**HOW TO COMPLETE THIS TASK**
The answer must be every line of the records below that contains the word "cabinet".

**DATA SECTION**

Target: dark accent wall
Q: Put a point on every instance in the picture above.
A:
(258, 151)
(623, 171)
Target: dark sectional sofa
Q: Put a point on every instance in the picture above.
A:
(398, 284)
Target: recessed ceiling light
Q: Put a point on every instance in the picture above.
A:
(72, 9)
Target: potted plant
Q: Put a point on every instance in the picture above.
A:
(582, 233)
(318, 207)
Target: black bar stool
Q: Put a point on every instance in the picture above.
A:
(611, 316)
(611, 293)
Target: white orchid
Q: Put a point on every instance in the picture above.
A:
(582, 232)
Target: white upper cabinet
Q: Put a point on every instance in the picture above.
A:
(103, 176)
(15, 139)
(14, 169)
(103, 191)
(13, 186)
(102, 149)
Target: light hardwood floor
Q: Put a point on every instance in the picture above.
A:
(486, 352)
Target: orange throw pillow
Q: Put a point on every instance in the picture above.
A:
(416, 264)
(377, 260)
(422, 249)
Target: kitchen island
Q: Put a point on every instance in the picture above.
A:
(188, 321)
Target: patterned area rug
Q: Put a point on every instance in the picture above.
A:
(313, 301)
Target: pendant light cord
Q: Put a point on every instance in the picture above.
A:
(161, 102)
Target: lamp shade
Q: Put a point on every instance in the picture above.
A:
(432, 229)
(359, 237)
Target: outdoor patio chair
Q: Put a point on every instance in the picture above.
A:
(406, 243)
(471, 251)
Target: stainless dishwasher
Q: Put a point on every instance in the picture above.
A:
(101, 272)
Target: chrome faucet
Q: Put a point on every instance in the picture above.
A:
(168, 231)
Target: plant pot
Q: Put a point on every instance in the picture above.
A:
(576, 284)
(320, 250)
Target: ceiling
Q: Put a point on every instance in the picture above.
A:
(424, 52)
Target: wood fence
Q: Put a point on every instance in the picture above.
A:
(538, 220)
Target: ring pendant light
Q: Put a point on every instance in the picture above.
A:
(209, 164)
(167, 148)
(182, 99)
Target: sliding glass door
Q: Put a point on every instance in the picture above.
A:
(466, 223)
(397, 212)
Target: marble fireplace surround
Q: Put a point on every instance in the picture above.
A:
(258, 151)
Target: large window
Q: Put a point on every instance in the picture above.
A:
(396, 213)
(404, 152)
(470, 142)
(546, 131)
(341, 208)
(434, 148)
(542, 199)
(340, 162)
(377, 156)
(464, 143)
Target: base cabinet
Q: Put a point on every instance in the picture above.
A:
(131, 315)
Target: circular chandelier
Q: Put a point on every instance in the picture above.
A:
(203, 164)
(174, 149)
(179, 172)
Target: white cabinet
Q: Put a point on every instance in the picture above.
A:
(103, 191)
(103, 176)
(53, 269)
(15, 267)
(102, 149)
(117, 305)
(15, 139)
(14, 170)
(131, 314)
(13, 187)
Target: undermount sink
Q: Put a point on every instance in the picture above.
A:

**SOLUTION**
Target: white upper cabinet
Target: base cabinet
Target: white cabinet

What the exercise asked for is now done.